--- begin Extract to read ---

CS-431: PoS exercise part 1

I was looking at the solution to the exercise and I have a question about part one:

The frequency distribution before lemmatization is generated like this:

fdist_before = nltk.FreqDist(word.lower() for (word, tag) in brown_tagged)

which yields 49815 distinct words in the corpus. That's fair enough.

Now, the distribution after lemmatization is generated like so:

fdist_after = nltk.FreqDist(lem.lemmatize(word, get_wordnet_pos(tag)).lower() for (word, tag) in brown_tagged)

which yields 41272 distinct lemmas. However, notice that the word that is passed into the lemmatization function is not lowercased. Instead, the resulting lemma is lowercased. This means that capitalized words will be interpreted as proper nouns by the lemmatizer. But in the corpus, they might simply be the start of a sentence. Should we rather not have:

lem.lemmatize(word.lower(), get_wordnet_pos(tag)) for (word, tag) in brown_tagged

This will reduce the number of distinct lemmas down to 39358 and the resulting reduction will be ~21%.

--- end Extract to read ---
--- begin Listing ---

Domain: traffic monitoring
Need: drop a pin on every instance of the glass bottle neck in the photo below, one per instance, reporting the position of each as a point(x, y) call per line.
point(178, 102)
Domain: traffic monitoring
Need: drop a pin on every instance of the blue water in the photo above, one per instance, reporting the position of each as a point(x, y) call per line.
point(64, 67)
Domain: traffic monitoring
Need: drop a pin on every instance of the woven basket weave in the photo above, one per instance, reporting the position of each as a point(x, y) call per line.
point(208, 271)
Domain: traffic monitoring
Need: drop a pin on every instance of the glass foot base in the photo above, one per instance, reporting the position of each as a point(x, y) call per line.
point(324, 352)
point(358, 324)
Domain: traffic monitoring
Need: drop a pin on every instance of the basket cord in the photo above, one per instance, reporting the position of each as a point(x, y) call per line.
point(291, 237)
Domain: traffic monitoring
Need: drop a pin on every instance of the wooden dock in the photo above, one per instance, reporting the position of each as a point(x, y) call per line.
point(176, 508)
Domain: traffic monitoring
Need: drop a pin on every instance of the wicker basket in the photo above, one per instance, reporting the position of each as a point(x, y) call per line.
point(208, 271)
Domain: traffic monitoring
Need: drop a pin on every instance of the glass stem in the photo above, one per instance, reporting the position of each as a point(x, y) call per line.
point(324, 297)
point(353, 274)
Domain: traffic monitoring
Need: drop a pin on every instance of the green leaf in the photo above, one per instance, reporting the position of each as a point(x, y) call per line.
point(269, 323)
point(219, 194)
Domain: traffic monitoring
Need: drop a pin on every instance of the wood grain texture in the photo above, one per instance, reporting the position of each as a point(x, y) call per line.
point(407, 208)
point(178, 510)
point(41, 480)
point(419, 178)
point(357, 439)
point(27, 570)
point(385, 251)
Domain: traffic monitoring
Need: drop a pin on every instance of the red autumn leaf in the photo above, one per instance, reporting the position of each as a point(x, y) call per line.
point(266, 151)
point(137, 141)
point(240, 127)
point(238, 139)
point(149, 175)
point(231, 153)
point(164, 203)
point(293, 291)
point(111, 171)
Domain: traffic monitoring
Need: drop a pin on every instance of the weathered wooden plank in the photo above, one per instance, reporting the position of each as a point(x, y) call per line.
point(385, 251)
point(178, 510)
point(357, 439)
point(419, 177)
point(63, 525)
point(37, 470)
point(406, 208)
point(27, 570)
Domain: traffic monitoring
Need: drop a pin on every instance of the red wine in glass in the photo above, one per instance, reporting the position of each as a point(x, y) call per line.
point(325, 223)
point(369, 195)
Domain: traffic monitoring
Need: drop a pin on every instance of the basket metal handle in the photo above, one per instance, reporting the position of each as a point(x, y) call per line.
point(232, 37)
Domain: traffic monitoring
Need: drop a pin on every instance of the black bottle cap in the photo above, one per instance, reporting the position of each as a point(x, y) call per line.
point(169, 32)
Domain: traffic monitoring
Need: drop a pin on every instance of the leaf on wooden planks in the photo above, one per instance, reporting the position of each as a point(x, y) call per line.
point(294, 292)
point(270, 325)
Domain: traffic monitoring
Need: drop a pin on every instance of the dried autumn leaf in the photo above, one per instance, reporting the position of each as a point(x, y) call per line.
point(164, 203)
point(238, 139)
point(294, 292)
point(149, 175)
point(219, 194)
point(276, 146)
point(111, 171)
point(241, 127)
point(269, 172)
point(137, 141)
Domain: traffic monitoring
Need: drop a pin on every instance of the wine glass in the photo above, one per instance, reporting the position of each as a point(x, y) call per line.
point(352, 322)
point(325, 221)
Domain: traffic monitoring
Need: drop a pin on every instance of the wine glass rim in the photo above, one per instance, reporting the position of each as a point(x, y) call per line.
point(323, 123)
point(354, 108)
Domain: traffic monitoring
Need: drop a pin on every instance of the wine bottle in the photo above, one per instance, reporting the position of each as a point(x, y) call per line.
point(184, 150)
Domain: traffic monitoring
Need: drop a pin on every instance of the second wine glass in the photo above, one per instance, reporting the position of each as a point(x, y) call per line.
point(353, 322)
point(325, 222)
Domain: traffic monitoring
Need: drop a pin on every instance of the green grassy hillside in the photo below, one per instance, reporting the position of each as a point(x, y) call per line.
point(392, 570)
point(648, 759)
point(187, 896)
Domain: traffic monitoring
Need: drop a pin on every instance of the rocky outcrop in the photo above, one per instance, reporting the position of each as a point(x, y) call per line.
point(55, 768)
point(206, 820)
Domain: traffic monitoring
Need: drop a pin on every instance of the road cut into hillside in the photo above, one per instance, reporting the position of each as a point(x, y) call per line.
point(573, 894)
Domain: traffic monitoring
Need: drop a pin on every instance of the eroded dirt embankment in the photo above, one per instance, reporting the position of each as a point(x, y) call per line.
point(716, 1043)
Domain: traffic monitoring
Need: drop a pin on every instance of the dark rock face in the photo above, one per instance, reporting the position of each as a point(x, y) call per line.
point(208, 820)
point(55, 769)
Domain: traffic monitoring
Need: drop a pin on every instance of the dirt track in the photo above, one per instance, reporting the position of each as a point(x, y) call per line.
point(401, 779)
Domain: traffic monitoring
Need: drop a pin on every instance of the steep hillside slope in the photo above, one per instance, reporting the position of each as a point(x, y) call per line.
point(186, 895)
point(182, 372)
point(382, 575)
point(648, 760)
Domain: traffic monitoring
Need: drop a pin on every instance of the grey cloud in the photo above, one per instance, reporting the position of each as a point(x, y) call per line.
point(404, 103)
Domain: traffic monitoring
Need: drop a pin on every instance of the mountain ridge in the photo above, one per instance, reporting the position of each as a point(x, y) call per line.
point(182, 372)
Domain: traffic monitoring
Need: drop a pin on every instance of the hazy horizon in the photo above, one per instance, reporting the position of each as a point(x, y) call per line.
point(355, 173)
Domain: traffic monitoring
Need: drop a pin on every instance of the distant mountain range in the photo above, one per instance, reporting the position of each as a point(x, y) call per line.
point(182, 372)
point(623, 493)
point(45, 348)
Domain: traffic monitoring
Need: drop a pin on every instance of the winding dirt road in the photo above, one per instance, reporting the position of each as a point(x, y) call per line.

--- end Listing ---

— Tasks for this exercise —
**1.** List the counts of distinct words or lemmas reported in the forum post on lemmatization.
**2.** In the forum post on lemmatization, swap "lemmas" for "base forms" in the passage from "Now, the distribution" to "will be ~21%.", and write out that passage.
**3.** Pick up the forum post on lemmatization after its final sentence and carry it on.
This listing was drawn from a separate source.

— Outputs in order —
**1.** 49815, 41272, 39358

**2.**
Now, the distribution after lemmatization is generated like so:

fdist_after = nltk.FreqDist(lem.lemmatize(word, get_wordnet_pos(tag)).lower() for (word, tag) in brown_tagged)

which yields 41272 distinct base forms. However, notice that the word that is passed into the lemmatization function is not lowercased. Instead, the resulting lemma is lowercased. This means that capitalized words will be interpreted as proper nouns by the lemmatizer. But in the corpus, they might simply be the start of a sentence. Should we rather not have:

lem.lemmatize(word.lower(), get_wordnet_pos(tag)) for (word, tag) in brown_tagged

This will reduce the number of distinct base forms down to 39358 and the resulting reduction will be ~21%.

**3.**
Re: PoS exercise part 1

by Jean-Cédric Chappelier - Monday, 4 November 2019, 9:53 AM

Very good question indeed!

(and you're right)

Actually, the corpus contains many proper nouns and thus uppercase should, in the most accurate processing, be taken into account.
However, to be able to really cope with it, we should either have (or even both)

distinct common noun/proper noun tags, which we don't in the "universal" tagset;
or end-of-sentence detector, which we did not introduced.

So we decided, as a simplification assumption, not to take this difference (upper/lower-case) into account.
Once this has been decided, then, you're right, we shall be consistent and stick to it, exactly the way you mention.

Thanks for pointing out!